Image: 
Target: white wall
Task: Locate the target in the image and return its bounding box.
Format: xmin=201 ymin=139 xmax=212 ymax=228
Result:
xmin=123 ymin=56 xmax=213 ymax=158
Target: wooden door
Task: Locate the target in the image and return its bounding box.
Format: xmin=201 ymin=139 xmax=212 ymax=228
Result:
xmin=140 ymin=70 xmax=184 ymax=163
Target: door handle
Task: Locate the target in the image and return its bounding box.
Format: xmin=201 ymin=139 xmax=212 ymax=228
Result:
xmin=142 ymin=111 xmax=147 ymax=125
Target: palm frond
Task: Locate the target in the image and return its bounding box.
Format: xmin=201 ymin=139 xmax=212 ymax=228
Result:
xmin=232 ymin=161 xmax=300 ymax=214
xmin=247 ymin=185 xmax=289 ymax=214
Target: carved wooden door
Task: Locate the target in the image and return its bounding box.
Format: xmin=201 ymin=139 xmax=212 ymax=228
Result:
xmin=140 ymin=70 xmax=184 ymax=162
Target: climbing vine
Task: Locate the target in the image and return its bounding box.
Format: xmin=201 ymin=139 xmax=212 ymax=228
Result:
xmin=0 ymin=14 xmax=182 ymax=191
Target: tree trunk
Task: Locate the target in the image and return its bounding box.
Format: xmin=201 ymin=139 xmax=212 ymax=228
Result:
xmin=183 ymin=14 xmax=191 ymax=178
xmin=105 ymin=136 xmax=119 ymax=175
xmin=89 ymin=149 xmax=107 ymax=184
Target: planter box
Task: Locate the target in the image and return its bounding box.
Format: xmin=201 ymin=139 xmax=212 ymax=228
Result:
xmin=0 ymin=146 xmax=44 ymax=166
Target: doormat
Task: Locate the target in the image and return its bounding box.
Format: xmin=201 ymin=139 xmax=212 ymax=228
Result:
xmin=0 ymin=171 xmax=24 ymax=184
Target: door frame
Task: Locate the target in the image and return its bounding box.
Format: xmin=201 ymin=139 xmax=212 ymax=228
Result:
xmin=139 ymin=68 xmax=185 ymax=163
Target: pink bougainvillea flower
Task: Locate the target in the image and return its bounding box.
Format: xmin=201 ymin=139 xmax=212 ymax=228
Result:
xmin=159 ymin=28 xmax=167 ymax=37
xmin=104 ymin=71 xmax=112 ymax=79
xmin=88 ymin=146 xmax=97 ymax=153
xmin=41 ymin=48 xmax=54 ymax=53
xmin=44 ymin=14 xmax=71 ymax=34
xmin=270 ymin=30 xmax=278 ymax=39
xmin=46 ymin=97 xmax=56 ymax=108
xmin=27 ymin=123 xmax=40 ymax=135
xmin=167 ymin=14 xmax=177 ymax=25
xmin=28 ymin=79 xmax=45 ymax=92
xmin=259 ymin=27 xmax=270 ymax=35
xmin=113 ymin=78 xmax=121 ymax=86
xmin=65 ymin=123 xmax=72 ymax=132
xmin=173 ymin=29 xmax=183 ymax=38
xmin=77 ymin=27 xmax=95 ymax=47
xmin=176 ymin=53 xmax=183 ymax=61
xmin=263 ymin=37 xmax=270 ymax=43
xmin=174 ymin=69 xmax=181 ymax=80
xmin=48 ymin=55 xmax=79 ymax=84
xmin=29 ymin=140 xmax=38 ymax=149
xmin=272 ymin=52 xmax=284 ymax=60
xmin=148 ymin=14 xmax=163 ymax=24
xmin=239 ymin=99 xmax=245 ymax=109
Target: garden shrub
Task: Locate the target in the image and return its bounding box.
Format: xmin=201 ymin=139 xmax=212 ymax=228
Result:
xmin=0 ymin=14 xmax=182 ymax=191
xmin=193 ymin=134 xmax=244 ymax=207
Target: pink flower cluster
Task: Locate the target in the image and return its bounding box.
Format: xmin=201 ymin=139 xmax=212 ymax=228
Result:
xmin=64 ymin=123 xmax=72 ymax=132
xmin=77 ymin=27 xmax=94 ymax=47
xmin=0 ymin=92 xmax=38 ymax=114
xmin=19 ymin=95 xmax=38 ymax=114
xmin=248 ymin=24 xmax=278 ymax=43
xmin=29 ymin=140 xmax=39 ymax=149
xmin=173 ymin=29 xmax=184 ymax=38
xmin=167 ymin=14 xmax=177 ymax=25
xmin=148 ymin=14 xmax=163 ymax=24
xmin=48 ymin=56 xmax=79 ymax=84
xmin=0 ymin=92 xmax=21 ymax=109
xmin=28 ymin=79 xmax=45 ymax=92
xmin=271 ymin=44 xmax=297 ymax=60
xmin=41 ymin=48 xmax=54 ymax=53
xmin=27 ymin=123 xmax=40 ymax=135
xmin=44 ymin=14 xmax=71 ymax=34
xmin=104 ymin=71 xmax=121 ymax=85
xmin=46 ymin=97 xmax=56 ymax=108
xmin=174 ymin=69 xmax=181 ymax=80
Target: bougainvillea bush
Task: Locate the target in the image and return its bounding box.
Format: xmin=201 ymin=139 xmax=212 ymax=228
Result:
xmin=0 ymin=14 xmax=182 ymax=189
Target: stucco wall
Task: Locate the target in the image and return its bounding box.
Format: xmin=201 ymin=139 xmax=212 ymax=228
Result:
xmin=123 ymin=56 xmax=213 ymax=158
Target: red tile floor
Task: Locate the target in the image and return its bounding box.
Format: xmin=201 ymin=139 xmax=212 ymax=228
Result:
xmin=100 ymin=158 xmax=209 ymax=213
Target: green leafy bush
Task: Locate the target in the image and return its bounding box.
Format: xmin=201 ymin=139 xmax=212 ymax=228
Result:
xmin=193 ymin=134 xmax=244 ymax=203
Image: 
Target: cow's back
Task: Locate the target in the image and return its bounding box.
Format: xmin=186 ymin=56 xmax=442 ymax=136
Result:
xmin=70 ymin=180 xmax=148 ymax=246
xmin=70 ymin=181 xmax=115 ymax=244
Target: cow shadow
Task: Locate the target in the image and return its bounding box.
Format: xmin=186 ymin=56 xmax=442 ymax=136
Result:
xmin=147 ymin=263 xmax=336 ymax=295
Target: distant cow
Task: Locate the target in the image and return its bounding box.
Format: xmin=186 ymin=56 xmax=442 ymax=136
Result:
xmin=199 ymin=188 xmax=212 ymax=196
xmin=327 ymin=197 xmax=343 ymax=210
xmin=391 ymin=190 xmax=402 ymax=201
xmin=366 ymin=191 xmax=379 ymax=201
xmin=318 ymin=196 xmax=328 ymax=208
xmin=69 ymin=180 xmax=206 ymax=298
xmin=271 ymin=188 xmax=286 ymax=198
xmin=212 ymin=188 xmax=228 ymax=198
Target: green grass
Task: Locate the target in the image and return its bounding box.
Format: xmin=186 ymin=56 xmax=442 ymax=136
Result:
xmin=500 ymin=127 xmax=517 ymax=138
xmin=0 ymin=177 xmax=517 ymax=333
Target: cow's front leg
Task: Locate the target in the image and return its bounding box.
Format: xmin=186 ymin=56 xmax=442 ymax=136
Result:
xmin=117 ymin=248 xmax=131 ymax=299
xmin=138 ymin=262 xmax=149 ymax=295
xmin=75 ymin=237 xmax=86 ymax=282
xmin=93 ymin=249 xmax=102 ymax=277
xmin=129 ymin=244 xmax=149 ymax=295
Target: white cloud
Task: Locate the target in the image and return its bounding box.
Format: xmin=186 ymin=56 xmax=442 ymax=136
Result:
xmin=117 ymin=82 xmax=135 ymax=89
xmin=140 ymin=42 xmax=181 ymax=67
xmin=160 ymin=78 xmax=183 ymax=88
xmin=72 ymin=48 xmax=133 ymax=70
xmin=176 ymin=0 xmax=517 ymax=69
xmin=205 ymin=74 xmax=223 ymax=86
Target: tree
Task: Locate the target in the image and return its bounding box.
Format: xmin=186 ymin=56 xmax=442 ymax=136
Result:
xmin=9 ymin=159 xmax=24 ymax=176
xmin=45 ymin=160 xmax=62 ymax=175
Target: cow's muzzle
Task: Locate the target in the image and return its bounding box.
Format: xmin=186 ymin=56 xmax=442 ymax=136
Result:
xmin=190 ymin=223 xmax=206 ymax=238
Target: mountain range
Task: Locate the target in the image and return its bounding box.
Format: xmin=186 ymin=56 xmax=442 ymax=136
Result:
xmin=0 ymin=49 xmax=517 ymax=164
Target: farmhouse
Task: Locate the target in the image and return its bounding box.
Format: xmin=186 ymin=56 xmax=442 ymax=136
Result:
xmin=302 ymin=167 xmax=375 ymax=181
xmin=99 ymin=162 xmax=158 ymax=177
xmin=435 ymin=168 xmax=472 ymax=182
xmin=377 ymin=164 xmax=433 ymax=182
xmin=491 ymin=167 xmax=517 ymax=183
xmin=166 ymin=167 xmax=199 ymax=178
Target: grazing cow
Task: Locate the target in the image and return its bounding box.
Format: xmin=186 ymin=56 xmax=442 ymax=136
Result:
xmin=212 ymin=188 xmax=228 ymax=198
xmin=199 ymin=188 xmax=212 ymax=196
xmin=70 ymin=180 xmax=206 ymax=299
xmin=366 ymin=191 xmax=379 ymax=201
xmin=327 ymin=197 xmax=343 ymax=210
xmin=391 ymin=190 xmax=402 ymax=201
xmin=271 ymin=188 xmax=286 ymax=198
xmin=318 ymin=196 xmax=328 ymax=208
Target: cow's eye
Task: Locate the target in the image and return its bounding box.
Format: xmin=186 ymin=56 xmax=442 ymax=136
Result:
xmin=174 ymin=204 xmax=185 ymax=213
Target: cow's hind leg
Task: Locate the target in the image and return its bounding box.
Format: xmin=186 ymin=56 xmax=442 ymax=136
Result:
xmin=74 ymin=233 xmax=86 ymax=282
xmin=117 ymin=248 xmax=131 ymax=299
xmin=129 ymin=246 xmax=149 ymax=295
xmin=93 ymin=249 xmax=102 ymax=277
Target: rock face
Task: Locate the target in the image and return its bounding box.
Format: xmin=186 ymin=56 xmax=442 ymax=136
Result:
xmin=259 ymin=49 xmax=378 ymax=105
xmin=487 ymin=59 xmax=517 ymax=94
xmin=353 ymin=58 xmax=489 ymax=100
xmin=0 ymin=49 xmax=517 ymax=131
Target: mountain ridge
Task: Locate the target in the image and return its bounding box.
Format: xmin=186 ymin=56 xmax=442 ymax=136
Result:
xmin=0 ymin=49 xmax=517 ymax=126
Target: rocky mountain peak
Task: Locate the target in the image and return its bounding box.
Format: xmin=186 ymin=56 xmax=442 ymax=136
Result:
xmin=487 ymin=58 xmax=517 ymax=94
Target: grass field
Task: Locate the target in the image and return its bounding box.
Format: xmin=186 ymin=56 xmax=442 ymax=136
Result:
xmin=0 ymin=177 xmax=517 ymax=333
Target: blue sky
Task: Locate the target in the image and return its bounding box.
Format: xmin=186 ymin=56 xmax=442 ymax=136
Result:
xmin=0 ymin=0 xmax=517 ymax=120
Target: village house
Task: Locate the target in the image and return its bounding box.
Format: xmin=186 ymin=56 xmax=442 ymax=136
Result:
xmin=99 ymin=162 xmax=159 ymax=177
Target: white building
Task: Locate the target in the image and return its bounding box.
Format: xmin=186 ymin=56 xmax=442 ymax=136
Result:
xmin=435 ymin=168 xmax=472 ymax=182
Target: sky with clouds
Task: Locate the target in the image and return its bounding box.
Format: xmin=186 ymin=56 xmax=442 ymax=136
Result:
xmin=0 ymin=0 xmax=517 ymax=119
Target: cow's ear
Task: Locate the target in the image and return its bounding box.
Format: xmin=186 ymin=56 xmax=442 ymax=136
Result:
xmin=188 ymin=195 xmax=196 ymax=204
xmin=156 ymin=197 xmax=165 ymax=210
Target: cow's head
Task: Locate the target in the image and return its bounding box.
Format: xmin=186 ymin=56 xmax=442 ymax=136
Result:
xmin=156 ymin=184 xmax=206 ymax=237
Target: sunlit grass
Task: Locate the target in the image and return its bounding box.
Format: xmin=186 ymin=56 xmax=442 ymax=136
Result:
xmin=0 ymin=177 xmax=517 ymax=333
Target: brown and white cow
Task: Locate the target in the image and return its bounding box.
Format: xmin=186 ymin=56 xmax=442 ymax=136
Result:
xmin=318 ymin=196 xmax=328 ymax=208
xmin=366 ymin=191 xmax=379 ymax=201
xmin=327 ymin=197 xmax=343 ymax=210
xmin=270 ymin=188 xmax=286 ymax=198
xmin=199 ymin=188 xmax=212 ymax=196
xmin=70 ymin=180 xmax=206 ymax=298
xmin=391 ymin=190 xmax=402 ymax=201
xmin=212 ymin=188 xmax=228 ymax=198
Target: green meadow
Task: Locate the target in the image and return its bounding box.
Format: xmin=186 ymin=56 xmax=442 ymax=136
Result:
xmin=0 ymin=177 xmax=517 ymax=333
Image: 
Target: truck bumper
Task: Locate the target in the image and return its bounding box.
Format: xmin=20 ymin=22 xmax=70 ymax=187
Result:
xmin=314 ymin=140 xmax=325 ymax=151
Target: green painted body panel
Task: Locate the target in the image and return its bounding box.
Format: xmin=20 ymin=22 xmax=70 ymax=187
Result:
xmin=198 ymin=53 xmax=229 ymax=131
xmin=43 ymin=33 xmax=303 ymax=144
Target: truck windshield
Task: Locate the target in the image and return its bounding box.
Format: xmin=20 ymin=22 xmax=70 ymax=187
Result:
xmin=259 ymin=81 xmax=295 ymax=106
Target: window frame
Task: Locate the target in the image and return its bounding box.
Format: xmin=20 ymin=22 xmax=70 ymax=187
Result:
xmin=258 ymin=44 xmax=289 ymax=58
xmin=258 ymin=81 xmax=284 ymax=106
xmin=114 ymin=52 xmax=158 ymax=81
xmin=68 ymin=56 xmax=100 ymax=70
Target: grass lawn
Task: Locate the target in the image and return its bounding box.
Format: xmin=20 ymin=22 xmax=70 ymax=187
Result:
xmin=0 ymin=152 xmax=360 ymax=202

------------------------------

_TASK REQUIREMENTS:_
Can you set out the stretch of the material above, from the line containing "Target: green painted body panel" through the line containing "xmin=43 ymin=33 xmax=303 ymax=144", both included, as a Markdown table with the columns Row and Line? Put one line per row, number the rows in order, and leave out any blank lines.

_SOLUTION BELOW:_
| Row | Line |
|---|---|
| 1 | Target: green painted body panel |
| 2 | Task: Locate the target in the image and return its bounding box. |
| 3 | Format: xmin=20 ymin=22 xmax=70 ymax=187 |
| 4 | Result: |
| 5 | xmin=198 ymin=53 xmax=229 ymax=131 |
| 6 | xmin=43 ymin=33 xmax=303 ymax=144 |